Goal:
Rewrite the records from their first line through the line containing "Target: column capital" as a numbered list, leaving out any blank lines.

Raw records:
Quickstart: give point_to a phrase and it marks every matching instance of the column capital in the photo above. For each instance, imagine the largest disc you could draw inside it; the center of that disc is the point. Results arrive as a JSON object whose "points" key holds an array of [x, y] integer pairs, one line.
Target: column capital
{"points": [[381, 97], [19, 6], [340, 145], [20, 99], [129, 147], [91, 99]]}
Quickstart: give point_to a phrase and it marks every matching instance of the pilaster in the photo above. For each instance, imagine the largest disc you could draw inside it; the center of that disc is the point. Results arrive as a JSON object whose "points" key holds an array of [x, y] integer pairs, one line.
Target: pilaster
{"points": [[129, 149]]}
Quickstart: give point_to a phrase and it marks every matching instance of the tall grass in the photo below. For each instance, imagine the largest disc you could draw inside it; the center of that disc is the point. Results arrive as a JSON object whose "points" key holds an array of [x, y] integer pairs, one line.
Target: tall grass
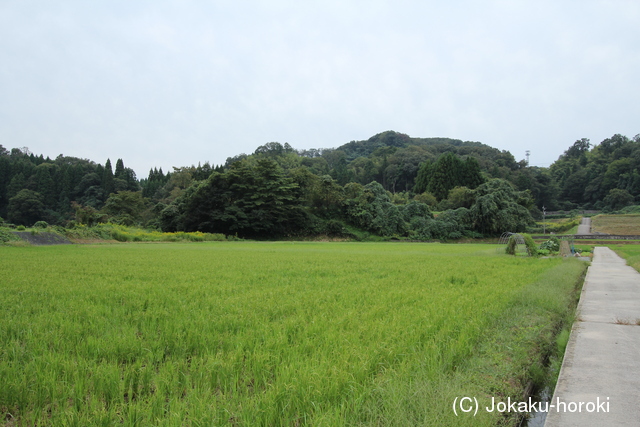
{"points": [[132, 234], [267, 334]]}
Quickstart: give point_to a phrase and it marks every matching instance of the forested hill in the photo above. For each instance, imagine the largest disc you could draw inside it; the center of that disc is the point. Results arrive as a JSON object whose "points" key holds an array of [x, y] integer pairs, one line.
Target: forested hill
{"points": [[386, 185]]}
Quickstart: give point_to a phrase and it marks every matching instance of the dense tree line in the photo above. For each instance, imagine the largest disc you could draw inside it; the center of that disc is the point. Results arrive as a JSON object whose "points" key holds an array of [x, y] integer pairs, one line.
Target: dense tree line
{"points": [[387, 185]]}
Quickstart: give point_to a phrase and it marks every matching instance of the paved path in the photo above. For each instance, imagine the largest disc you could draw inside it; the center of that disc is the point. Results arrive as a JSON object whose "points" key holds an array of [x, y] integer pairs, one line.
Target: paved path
{"points": [[584, 227], [602, 360]]}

Written reply:
1. Quickstart: give point_to a phrase and it marks every matching instance of the column capital in the photo above. For each instance, imagine the largest disc you could draw inside it; the center of that disc is the point. Results arrive as a JSON object whose "points" key holds an array of [x, y] integer pairs, one line.
2. Target: column capital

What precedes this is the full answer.